(WHAT TO WORK ON) Could you return every record below exactly as it is written?

(MATERIAL FOR THIS EXERCISE)

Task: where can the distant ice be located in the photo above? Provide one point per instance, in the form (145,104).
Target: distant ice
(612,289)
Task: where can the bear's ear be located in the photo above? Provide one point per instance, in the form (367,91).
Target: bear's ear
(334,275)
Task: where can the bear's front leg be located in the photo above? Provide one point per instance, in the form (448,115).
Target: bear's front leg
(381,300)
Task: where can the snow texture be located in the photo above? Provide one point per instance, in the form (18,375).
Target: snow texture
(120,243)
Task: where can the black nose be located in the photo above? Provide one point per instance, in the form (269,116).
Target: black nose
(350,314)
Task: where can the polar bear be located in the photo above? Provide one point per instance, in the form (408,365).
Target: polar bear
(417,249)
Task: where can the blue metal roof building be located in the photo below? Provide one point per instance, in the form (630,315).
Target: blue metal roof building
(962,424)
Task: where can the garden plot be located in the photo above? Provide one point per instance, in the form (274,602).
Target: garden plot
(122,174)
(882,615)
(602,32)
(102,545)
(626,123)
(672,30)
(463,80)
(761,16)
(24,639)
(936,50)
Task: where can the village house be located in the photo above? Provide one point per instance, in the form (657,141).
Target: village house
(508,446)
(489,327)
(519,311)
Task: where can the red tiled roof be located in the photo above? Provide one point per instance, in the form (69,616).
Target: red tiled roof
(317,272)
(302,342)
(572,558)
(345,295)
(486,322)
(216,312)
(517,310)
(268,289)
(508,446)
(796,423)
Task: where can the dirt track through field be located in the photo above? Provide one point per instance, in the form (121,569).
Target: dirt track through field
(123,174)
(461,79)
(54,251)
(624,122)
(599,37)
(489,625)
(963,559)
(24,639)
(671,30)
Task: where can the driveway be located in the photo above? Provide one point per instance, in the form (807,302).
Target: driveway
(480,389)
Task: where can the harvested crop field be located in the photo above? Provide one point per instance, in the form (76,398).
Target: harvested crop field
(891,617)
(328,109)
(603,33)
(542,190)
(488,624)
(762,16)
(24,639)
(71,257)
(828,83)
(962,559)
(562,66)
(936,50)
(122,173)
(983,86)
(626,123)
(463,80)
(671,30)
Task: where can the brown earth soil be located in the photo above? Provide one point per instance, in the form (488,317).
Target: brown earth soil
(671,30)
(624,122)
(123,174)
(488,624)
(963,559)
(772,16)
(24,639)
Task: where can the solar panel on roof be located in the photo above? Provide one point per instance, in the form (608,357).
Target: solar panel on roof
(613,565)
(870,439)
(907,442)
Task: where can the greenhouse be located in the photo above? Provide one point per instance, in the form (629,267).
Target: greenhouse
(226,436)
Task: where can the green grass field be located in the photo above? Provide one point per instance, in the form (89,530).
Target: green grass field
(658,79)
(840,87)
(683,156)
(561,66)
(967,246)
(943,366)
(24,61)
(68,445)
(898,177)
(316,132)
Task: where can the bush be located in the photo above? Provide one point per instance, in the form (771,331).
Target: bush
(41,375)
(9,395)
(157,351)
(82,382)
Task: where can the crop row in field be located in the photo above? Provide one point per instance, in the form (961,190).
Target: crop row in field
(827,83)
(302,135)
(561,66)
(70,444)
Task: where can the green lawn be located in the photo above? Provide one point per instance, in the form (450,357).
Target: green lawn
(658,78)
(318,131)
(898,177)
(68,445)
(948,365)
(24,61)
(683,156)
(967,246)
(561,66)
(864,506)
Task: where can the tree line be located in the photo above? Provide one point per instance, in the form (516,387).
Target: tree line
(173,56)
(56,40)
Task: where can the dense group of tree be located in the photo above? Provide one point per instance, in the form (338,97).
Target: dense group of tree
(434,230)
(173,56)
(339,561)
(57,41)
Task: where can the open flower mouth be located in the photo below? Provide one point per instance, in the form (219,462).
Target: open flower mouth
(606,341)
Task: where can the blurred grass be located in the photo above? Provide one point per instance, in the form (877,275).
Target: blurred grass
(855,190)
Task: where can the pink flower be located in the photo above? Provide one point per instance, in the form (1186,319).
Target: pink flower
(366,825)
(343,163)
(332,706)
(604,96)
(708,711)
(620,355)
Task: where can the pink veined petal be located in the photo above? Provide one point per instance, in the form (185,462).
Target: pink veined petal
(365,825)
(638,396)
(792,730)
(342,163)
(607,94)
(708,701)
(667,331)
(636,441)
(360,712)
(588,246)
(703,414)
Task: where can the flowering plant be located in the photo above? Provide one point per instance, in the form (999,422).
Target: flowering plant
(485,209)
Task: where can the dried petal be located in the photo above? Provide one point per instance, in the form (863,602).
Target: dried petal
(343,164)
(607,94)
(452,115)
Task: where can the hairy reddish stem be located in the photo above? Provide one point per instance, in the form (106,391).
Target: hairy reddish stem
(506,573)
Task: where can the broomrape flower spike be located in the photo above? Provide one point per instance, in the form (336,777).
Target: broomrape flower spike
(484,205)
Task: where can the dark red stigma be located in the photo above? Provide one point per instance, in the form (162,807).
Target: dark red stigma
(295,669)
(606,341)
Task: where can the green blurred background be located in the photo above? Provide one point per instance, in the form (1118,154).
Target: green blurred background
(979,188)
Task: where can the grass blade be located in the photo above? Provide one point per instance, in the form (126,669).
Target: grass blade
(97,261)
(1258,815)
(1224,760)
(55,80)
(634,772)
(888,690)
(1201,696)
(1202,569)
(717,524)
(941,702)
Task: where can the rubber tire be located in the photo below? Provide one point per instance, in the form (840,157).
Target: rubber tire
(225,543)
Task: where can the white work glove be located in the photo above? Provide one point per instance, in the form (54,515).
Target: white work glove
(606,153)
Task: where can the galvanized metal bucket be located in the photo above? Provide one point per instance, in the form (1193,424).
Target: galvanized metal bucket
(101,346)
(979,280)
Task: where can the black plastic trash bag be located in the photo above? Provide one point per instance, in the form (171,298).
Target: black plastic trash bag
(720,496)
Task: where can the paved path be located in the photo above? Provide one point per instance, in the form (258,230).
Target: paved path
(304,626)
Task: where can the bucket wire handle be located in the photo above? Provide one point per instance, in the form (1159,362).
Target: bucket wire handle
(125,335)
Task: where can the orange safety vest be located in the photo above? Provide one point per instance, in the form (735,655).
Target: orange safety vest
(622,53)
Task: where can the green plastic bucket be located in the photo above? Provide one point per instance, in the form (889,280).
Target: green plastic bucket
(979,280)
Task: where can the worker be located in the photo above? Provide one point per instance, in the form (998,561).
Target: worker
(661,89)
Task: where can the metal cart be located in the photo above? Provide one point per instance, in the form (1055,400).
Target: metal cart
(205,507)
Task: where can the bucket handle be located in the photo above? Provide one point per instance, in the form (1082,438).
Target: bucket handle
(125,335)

(ANSWER SECTION)
Task: where can the distant ice be located in the photo above? Provide one point per instance, in the form (145,104).
Target: distant ice
(612,289)
Task: where can the bear's ear be located in the photo above? Provide one point per instance, in the form (367,91).
Target: bear's ear
(334,275)
Task: where can the bear's front leg be located in the photo above? Provide one point per instance, in the form (448,115).
Target: bear's front leg
(381,300)
Task: where can the snow texture be located in the photo above? Provide one point per instance, in the form (18,375).
Target: snow texture
(120,243)
Task: where can the black nose be located in the photo above? Provide one point per instance, in the form (269,116).
Target: black nose
(350,314)
Task: where can the polar bear be located in the photo above? Provide one point per instance, in the form (408,365).
Target: polar bear
(417,249)
Task: where can the blue metal roof building be located in the photo below? Provide one point per instance, in the form (630,315).
Target: blue metal roof building
(962,424)
Task: where can the garden plot be located in the photo above? Provide one point per instance, in the form (274,602).
Target: garden plot
(122,174)
(882,615)
(602,32)
(102,545)
(626,123)
(672,30)
(463,80)
(761,16)
(24,639)
(936,50)
Task: where can the village house be located in the photo above? Provide one point per instance, in the form (657,141).
Target: village house
(508,446)
(489,327)
(519,311)
Task: where can the red tiled roof be located in the photo above? Provide one point per instance, in the form (69,616).
Target: red tiled roof
(317,272)
(302,342)
(572,558)
(345,295)
(486,322)
(216,312)
(517,310)
(268,289)
(508,446)
(796,423)
Task: where can the dirt track through field be located in the photo above? Provide one point per instance, in the form (121,569).
Target: dirt track through field
(123,174)
(461,79)
(54,251)
(624,122)
(599,37)
(489,625)
(963,559)
(24,639)
(671,30)
Task: where can the driveway be located in the photo above? Provide one point per instance, in the form (807,302).
Target: driveway
(480,389)
Task: where can the harvested crop field be located in the photo above? Provide one point per instance, in the form (76,398).
Target: harvested crop field
(891,617)
(328,109)
(603,33)
(542,190)
(488,624)
(762,16)
(24,639)
(71,257)
(828,83)
(962,559)
(562,66)
(936,50)
(122,173)
(983,86)
(626,123)
(463,80)
(671,30)
Task: where can the brown earth soil be located in the photo above? Provide one point per instance, in the form (488,317).
Target: brown earth soil
(671,30)
(624,122)
(123,174)
(488,624)
(963,559)
(772,16)
(24,639)
Task: where can the solar panel on roof be located in the photo above? Provide one point per instance, in the form (608,357).
Target: solar panel on roof
(613,565)
(870,439)
(907,442)
Task: where can the greenhouse be located in the photo above? Provide one point per instance, in the form (629,267).
Target: greenhouse
(226,436)
Task: where can the green grass field be located in the photo above? Provide one point per instance, in the form (89,530).
Target: green grass field
(658,79)
(840,87)
(683,156)
(561,66)
(967,246)
(943,366)
(24,61)
(68,445)
(898,177)
(316,132)
Task: where can the bush be located in the photo above? Provide one point per instance, in the form (771,331).
Target: bush
(41,375)
(9,395)
(157,351)
(82,382)
Task: where can the crop row in field be located in the photo above? Provide one point per instance, in the form (961,190).
Target: crop row in field
(827,83)
(302,135)
(561,66)
(70,444)
Task: where can the green lawn be located in the photo above? Provide one point per instance, in the form (450,357).
Target: green lawn
(658,78)
(318,131)
(898,177)
(68,445)
(948,365)
(24,61)
(683,156)
(967,246)
(561,66)
(864,506)
Task: where can the tree line be located in the photo above? Provide one point per instance, in the form (516,387).
Target: tree line
(173,56)
(56,40)
Task: where can the dense group of tree be located in the photo above? Provide one point per instance, in the form (338,97).
Target: dense group of tree
(434,230)
(173,56)
(339,561)
(57,41)
Task: where can the open flower mouth be located in the photo below? Provide one point per instance, in the form (219,462).
Target: open flower mouth
(606,341)
Task: where can the blurred grass be located in the photo above? Provide one point per instance, in the form (877,275).
Target: blurred grass
(855,190)
Task: where can the pink flower be located in the photo above? Provide one point per instance, in the form (1186,319).
Target: pink flower
(366,825)
(343,163)
(332,706)
(604,96)
(708,711)
(620,355)
Task: where can the pink veined petal be located in the photo above? Provide one point per instance, in the form (185,462).
Target: pink veined petal
(365,825)
(638,396)
(792,730)
(342,163)
(607,94)
(708,701)
(667,331)
(636,441)
(360,712)
(588,246)
(703,414)
Task: where can the flowering plant be located in the photo above? Provide one point per instance, in the form (999,422).
Target: flowering plant
(485,209)
Task: where can the dried petal be located in the photo above? Provide one point per instance, in the form (863,602).
Target: dried petal
(343,164)
(607,94)
(452,115)
Task: where can the hairy reddish stem be located in the photo above? Provide one point per instance, in the form (106,391).
Target: hairy reddish stem
(506,573)
Task: where can the broomrape flower spike be located in the photo above? Provide one point per instance, in the form (336,777).
Target: broomrape flower spike
(484,205)
Task: where can the dark red stigma be located in the photo above? Provide one point per instance, in the form (162,807).
Target: dark red stigma
(295,669)
(606,341)
Task: where can the green blurred background be located in the photo above? Provide one point per instance, in the form (1118,154).
Target: green blurred background
(979,188)
Task: where can the grass blade be located in the photo above? Provide one point per instance, in the form (126,669).
Target: grass blade
(97,261)
(1258,815)
(1224,760)
(55,80)
(634,772)
(888,690)
(1201,696)
(1202,569)
(717,524)
(941,702)
Task: where can the rubber tire be located in the photo below? Provide one point per instance, in the form (840,157).
Target: rubber tire
(225,543)
Task: where can the white work glove be located in the photo above? Provide one point per instance, in the form (54,515).
Target: white work glove
(606,153)
Task: where can the galvanized metal bucket be located in the photo above? Provide one point per instance, in the form (1193,424).
Target: galvanized metal bucket
(101,346)
(979,280)
Task: where can the black plastic trash bag be located in the photo above? Provide one point per instance, in the form (171,298).
Target: black plastic trash bag
(720,496)
Task: where can the paved path be located in the photo above? Provide one point per instance, in the form (258,230).
Target: paved path
(304,626)
Task: where can the bucket wire handle be located in the photo above? Provide one point per instance, in the form (1159,362).
Target: bucket wire handle
(125,335)
Task: where can the orange safety vest be located in the photo above? Provide one point per instance, in the form (735,655).
Target: orange safety vest
(622,53)
Task: where can the green plastic bucket be located in the photo above? Provide one point per instance, in the form (889,280).
Target: green plastic bucket
(979,280)
Task: where can the worker be located in the photo above? Provide one point per instance, in the form (998,561).
Target: worker
(661,89)
Task: where can the metal cart be located in the photo above? Provide one point per instance, in the form (1055,400).
Target: metal cart
(205,507)
Task: where can the bucket handle be located in the photo above? Provide one point per instance, in the form (1082,438).
Target: bucket handle
(125,335)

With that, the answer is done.